▶ [Opis ćwiczenia]:
Przepisz z tekstu o kotach do adopcji wszystko od „Koty i kotki” aż do „MUSZĄ się położyć?”, zamieniając „kotki” na „kocięta”.

▶ [Wybrany fragment]:
DT Na Końcu Świata

Koty i kotki do adopcji

Moderatorzy: Estraven, LimLim, Moderatorzy

Post » Nie gru 29, 2019 0:14 Re: DT Na Końcu Świata

Gdzie koty MUSZĄ, po prostu MUSZĄ się położyć?
- otwarty plecak
- spodnie na krześle
- pudełko wyjęte na chwilę
- papierowa torba
Obrazek*Obrazek*Obrazek*

Stomachari

 
Posty: 10685
Od: Sob kwi 16, 2016 21:29
Lokalizacja: Nieopodal Sochaczewa.

Post » Nie gru 29, 2019 13:21 Re: DT Na Końcu Świata

Drugi quiz ;)
Czemu mam tak mało superaśnych zdjęć kotów?
Bynajmniej nie dlatego, że nie są superaśne. Albo że nie robią superaśnych rzeczy. Wręcz przeciwnie, ciągle strzelają śmieszne minki albo przesłodko układają się do snu, ale jeśli tylko wyceluje się w nie obiektyw, zaraz muszą zmienić pozycję, najlepiej wstać i podejść do człowieka, wszakże się interesował :201472
Obrazek*Obrazek*Obrazek*

Stomachari

 
Posty: 10685
Od: Sob kwi 16, 2016 21:29
Lokalizacja: Nieopodal Sochaczewa.

Post » Pon gru 30, 2019 21:18 Re: DT Na Końcu Świata

Nie trafię za tym chudym zbójem.
Dałam swego czasu szare legowisko na zastępstwo za brązowe, które poszło do prania. Amiś ostentacyjnie kładł się obok, byle nie w środku. Potem zamieniłam, to natychmiast umościł się w brązowym, jeszcze go nie położyłam dobrze, a on już był w środku. Wczoraj znów zabrałam brązowe do prania. Tym razem szare nie przeszkadzało. Brązowe wyschło, położyłam obok, niech sobie wybierze. Wszedł, usiadł i wrócił do szarego. Teraz szare jest na topie.
Obrazek*Obrazek*Obrazek*

Stomachari

 
Posty: 10685
Od: Sob kwi 16, 2016 21:29
Lokalizacja: Nieopodal Sochaczewa.

Post » Pon gru 30, 2019 21:26 Re: DT Na Końcu Świata

Stomachari pisze:Nie trafię za tym chudym zbójem.

▶ [Zapisane dane]:
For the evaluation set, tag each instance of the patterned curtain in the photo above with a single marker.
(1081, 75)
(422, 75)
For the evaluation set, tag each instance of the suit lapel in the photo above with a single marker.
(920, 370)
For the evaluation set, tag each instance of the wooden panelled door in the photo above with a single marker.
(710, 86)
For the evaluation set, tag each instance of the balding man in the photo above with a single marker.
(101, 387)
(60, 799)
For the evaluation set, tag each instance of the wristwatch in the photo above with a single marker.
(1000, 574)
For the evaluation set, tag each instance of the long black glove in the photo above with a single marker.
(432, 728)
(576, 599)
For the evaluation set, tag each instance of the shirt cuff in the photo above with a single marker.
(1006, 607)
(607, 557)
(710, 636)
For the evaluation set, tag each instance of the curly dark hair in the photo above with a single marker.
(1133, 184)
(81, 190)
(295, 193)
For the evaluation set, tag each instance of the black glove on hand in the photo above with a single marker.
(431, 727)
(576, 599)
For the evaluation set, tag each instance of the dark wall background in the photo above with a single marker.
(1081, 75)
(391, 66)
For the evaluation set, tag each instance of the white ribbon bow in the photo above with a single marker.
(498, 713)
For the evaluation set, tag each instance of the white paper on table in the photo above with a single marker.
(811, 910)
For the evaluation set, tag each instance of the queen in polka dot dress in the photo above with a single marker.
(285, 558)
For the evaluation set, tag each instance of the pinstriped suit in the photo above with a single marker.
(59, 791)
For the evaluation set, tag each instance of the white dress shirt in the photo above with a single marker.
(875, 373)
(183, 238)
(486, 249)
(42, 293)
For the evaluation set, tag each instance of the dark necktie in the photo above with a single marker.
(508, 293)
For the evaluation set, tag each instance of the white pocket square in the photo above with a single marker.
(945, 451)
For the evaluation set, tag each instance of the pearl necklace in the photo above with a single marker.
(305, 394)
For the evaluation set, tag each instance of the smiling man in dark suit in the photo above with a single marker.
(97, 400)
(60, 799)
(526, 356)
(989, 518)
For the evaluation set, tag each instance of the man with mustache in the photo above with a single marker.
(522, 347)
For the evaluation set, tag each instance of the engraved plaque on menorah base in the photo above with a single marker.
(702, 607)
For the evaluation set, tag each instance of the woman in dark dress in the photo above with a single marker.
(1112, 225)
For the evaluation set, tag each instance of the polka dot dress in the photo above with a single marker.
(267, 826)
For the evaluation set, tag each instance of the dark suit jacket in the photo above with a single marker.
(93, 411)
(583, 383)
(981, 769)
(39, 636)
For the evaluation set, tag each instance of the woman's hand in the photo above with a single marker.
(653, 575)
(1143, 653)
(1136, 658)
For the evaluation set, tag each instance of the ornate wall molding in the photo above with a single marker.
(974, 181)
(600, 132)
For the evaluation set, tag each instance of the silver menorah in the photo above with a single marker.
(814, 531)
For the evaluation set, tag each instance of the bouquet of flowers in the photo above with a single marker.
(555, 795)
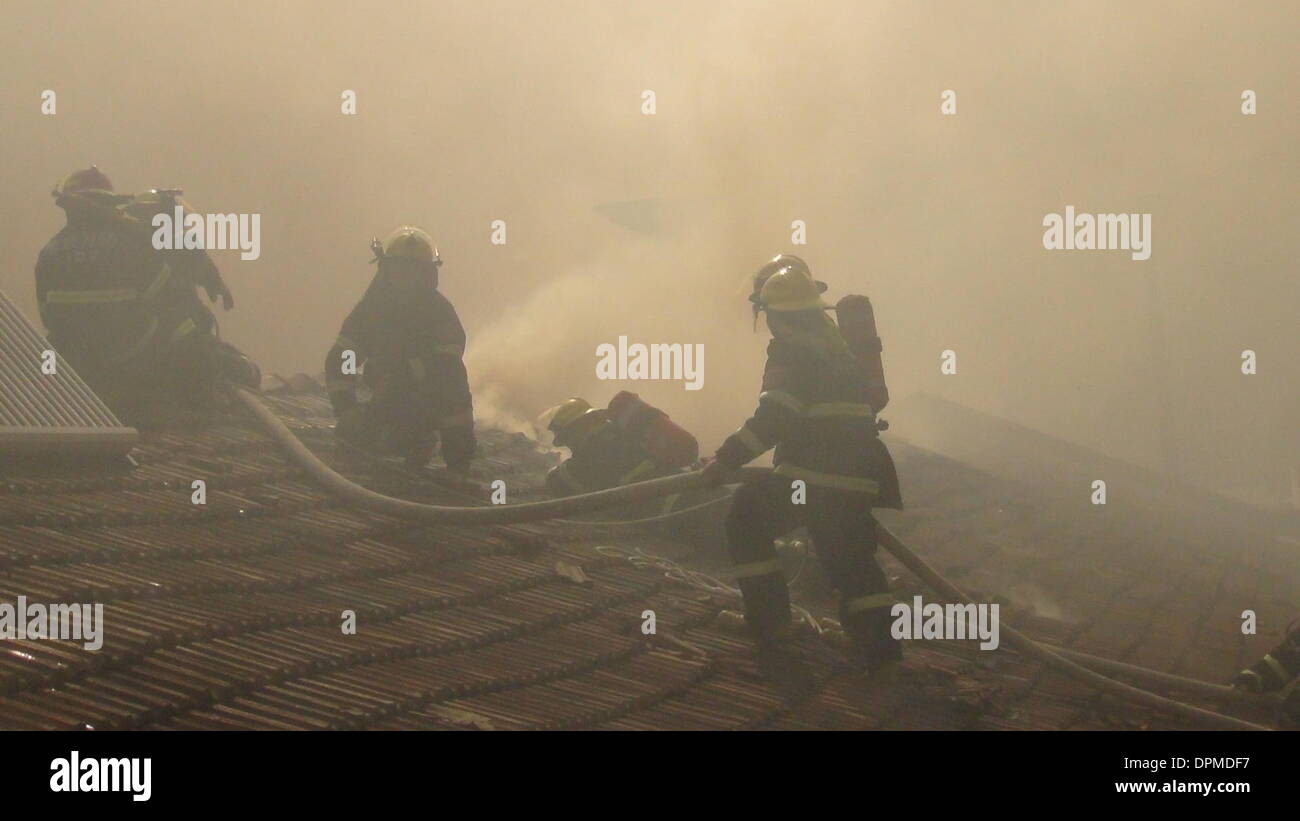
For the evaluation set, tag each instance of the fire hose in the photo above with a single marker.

▶ [Odpowiedź do ćwiczenia]:
Koty i kocięta do adopcji

Moderatorzy: Estraven, LimLim, Moderatorzy

Post » Nie gru 29, 2019 0:14 Re: DT Na Końcu Świata

Gdzie koty MUSZĄ, po prostu MUSZĄ się położyć?